Provided material:
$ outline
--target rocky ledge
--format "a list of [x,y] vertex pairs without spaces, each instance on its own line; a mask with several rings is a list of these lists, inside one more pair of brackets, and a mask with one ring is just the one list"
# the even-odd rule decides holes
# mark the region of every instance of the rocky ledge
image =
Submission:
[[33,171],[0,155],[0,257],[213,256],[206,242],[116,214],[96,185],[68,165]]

Task requirements: Reproduce the material in full, keeping every line exactly as given.

Expected answer:
$ outline
--target rocky ledge
--format "a list of [x,y] vertex pairs without spaces, each instance on its own line; a mask with several rings is a list of these lists, inside one more pair of brackets, and a mask with one ring is just the one list"
# the even-odd rule decides holes
# mark the region of every instance of the rocky ledge
image =
Submission:
[[33,171],[0,155],[0,257],[213,256],[206,242],[116,214],[96,185],[68,165]]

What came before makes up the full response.